Page extract.
┄┄┄┄┄┄┄┄┄┄

It was a sweet mother-child bonding moment and a nice endorsement for breast-feeding to black moms and would-be moms, especially when black mothers are underrepresented when it comes to breast-feeding. Research finds that just 54 percent of black mothers attempt breast-feeding, while the national average is 73 percent. Experts say that one of the reasons black women fall behind in breast-feeding is that women just don’t see women who look like them doing it.

“You don’t desire something you don’t see,” Micky Jones of La Leche League, an organization that encourages moms to breast-feed, told USA Today. “In the black community, you don’t see a lot of black women breast-feeding.”

Nicole, whether she intended to or not, could have been making a statement and a difference. But many found the picture “vulgar,” “attention-whoring,” “inappropriate” or “disgusting.” The backlash for the picture got so bad that Wheeler came to his girlfriend’s defense, telling TMZ, “I wish everybody would just leave it alone.”

┄┄┄┄┄┄┄┄┄┄

To be done.
(A) Condense the paragraph of the breast-feeding article that begins "It was a sweet mother-child bonding moment" into two sentences, keeping both percentages.
(B) Extend the breast-feeding article, picking up right after its final sentence.

Dataset extract.
┄┄┄┄┄┄┄┄┄┄

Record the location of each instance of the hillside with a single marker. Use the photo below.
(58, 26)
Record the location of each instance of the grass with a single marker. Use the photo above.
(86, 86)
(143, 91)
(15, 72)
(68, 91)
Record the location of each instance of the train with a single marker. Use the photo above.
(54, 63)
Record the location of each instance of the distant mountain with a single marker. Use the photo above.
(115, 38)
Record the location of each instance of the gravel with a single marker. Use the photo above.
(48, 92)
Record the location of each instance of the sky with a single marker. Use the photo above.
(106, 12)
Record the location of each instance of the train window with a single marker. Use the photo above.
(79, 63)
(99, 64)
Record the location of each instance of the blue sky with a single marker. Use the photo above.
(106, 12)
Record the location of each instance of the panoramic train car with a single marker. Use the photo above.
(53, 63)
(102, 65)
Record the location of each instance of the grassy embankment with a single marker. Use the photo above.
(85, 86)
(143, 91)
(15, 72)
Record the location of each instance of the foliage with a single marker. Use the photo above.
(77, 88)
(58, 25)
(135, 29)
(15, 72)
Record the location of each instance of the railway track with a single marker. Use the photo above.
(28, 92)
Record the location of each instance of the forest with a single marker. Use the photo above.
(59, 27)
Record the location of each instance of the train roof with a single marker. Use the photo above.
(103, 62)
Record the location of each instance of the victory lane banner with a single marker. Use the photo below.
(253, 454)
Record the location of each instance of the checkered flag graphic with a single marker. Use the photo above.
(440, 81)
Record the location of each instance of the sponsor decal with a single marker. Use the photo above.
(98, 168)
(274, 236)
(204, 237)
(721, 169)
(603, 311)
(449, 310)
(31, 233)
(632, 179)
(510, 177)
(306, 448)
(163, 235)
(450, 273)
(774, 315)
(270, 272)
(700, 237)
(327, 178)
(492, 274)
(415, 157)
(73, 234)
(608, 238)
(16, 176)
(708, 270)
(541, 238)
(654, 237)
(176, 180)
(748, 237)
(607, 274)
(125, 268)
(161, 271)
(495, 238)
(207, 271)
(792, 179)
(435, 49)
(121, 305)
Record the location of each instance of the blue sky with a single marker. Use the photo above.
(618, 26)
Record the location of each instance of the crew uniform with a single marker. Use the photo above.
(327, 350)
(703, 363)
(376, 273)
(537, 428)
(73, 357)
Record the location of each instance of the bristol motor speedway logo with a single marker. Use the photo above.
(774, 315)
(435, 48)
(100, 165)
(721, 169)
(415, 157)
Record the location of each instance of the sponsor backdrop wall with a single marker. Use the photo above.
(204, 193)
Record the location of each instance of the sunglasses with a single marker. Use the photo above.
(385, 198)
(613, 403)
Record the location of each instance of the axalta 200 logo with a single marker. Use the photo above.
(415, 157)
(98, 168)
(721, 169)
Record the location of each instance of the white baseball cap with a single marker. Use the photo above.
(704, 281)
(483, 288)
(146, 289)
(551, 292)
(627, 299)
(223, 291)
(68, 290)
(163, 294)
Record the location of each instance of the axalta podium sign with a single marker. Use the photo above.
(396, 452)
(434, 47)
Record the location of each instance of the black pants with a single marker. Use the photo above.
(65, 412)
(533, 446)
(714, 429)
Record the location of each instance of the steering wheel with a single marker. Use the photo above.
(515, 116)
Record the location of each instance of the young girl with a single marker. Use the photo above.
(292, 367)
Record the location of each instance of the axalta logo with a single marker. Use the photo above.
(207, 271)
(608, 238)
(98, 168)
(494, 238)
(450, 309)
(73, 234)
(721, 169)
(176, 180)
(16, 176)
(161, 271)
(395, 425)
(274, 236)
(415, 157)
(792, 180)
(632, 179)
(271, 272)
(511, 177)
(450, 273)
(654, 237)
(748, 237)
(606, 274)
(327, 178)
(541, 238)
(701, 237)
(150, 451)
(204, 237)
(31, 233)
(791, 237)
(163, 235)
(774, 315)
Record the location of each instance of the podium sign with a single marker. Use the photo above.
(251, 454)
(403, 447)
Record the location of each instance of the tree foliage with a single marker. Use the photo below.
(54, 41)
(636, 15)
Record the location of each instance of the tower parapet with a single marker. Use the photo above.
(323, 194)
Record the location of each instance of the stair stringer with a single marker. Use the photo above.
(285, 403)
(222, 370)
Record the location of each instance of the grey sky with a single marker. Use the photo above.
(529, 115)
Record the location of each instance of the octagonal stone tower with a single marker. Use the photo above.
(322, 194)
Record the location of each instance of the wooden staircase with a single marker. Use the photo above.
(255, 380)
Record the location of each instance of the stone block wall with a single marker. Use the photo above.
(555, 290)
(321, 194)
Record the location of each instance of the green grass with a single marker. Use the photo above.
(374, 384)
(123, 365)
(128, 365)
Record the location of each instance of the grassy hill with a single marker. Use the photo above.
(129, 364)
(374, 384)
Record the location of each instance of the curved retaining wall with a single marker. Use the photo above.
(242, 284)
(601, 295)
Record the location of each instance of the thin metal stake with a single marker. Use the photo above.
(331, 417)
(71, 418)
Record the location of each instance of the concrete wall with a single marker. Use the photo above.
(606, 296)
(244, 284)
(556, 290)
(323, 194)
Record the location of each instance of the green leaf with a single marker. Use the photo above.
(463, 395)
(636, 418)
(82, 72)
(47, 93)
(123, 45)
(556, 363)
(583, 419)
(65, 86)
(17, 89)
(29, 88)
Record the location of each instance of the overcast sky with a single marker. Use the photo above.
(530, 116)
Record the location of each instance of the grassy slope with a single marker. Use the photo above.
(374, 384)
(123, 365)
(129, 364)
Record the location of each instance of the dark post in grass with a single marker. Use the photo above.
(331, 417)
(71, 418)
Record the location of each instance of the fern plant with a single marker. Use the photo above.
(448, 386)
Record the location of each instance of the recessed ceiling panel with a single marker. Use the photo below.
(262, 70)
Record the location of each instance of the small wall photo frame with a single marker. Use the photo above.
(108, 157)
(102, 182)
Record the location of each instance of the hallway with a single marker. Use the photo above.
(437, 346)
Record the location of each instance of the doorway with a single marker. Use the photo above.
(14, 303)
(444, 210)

┄┄┄┄┄┄┄┄┄┄

Solved problems.
(A) The moment was a sweet display of mother-child bonding and a nice endorsement of breast-feeding to black mothers and would-be mothers, a group underrepresented in breast-feeding: research finds that 54 percent of black mothers attempt it, compared with a national average of 73 percent. Experts say one reason for the gap is that women don't see women who look like them breast-feeding.

(B)
He also noted how the reaction to his girlfriend’s picture was much different from the praise heaped on supermodel and NFL wife Gisele Bündchen when she posted a picture of herself breast-feeding her daughter as her glam squad pampered her. Wheeler didn’t understand why his girlfriend wasn’t receiving the same love.

To be fair, Mrs. Tom Brady did get her fair share of criticism. However, much of the negative feedback Bündchen received was about the lack or realism depicted in the photo—I mean, how many working mothers have a glam squad to make them more beautiful?—than the appropriateness of the image. Nicole’s criticism seems to be largely about decorum or the lack thereof.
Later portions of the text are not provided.